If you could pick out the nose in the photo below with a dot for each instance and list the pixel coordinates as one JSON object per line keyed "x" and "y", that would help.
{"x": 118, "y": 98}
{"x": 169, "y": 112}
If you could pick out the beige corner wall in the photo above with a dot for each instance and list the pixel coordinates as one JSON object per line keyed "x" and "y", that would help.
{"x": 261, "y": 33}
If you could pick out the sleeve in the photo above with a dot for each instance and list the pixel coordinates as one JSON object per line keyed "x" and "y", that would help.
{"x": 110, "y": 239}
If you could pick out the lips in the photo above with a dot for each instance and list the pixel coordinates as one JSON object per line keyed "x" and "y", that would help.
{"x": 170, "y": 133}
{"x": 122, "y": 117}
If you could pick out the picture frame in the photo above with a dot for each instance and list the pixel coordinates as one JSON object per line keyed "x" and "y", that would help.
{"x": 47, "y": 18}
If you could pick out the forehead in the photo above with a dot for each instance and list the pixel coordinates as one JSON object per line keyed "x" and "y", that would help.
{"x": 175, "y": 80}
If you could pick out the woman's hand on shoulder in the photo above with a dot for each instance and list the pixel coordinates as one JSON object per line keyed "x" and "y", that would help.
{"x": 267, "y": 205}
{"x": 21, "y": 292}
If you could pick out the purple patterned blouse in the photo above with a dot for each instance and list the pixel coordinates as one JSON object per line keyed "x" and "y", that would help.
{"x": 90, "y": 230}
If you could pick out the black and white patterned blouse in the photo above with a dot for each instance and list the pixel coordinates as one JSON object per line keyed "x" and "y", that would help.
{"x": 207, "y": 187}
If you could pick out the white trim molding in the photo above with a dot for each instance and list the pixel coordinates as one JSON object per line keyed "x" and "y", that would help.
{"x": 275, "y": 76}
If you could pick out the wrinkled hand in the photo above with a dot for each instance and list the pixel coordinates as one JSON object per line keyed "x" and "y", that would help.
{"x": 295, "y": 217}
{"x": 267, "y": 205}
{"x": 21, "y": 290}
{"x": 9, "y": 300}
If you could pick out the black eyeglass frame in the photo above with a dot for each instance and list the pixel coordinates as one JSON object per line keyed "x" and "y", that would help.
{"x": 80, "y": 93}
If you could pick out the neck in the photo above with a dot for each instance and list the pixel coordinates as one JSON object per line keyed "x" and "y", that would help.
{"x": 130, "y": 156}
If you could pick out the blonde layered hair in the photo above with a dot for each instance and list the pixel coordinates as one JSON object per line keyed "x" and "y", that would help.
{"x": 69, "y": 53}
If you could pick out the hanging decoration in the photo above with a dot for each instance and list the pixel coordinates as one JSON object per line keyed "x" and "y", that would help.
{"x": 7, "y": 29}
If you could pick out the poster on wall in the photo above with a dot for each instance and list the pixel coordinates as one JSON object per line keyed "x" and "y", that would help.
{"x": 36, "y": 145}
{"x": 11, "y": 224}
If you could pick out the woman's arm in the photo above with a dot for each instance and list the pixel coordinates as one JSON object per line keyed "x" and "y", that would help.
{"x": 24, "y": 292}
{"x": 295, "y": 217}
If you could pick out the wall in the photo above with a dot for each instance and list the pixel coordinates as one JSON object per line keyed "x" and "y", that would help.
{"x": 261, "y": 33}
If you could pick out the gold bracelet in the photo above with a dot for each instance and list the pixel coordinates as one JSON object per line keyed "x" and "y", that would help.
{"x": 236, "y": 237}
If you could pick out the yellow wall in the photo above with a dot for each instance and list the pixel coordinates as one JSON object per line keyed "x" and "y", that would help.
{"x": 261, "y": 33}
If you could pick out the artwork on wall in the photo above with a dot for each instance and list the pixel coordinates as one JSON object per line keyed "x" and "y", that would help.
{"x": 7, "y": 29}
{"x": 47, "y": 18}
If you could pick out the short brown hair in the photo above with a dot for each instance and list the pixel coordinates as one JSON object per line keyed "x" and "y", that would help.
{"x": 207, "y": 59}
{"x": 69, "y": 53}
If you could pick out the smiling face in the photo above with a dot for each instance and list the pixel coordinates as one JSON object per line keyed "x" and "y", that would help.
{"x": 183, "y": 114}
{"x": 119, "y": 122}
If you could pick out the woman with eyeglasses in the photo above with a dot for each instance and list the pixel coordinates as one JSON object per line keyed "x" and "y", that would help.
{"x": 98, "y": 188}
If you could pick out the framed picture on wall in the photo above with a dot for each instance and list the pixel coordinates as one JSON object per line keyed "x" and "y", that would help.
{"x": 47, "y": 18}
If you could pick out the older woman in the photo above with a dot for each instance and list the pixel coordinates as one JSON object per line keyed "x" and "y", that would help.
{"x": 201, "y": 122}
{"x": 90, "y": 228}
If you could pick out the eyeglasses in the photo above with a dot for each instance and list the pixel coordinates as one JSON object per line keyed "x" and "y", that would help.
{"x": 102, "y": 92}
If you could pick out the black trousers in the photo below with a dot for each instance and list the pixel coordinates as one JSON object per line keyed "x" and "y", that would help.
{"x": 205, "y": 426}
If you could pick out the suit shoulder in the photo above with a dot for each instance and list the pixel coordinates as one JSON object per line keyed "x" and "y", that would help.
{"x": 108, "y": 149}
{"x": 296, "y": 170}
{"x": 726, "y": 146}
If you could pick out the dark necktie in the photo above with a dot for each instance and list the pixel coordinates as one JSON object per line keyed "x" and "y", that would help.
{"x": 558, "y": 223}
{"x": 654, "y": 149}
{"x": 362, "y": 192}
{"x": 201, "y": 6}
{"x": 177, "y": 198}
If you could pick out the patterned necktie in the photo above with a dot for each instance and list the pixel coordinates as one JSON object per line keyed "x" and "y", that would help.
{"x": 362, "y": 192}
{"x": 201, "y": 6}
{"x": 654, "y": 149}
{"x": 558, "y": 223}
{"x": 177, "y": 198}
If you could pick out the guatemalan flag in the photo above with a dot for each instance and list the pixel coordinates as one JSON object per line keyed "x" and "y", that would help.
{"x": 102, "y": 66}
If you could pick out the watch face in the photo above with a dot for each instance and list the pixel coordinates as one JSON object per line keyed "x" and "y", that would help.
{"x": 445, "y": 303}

--------------------

■ What the task requires ■
For this exercise, please retype exactly the lines in the listing from the line with "If you could pick out the woman with" through its last line, both ends included.

■ Final result ■
If you could pick out the woman with eyeglasses in the photo above with a dot for each instance and list the pixel coordinates as one JSON object per line keyed "x" and "y", that would help.
{"x": 98, "y": 188}
If you could pick out the framed picture on wall in the photo above with a dot for each instance and list the pixel coordinates as one JSON object per line keyed "x" and "y", that would help.
{"x": 47, "y": 18}
If you could pick out the older woman in the photo above with a dot for each instance and list the pixel coordinates as one JSON object per line keyed "x" and "y", that would help.
{"x": 201, "y": 122}
{"x": 90, "y": 228}
If you could pick out the eyeglasses in the photo above with a dot for each instance and list the pixel coordinates as one JSON object per line keyed "x" and "y", that would help.
{"x": 102, "y": 92}
If you could pick out the black trousers in the photo below with a dot for each instance and list the pixel coordinates as one JSON object per line keyed "x" and "y", that would help.
{"x": 205, "y": 426}
If you could pick out the suit shoulder in the photo above with a dot for each instance and list the pixel coordinates as one JSON object per line keyed "x" and "y", that would help.
{"x": 108, "y": 149}
{"x": 296, "y": 170}
{"x": 726, "y": 146}
If you could pick out the dark necktie in the photo above with a dot for each instance and list the pixel coordinates as one JSON object per line keyed "x" and "y", that would help.
{"x": 558, "y": 223}
{"x": 654, "y": 149}
{"x": 362, "y": 192}
{"x": 201, "y": 6}
{"x": 177, "y": 198}
If you could pick out the patterned necktie in the photo above with a dot for each instance and list the pixel coordinates as one JSON object per line keyed "x" and "y", that would help.
{"x": 362, "y": 192}
{"x": 201, "y": 6}
{"x": 654, "y": 149}
{"x": 558, "y": 223}
{"x": 177, "y": 198}
If you could pick out the guatemalan flag in the photo above with a dot for each instance and list the pixel coordinates as one JSON object per line keyed "x" and "y", that would help.
{"x": 102, "y": 66}
If you could pick out the watch face in the photo above with a dot for each instance and list the pixel coordinates as one JSON object per line keyed "x" and "y", that would help.
{"x": 445, "y": 303}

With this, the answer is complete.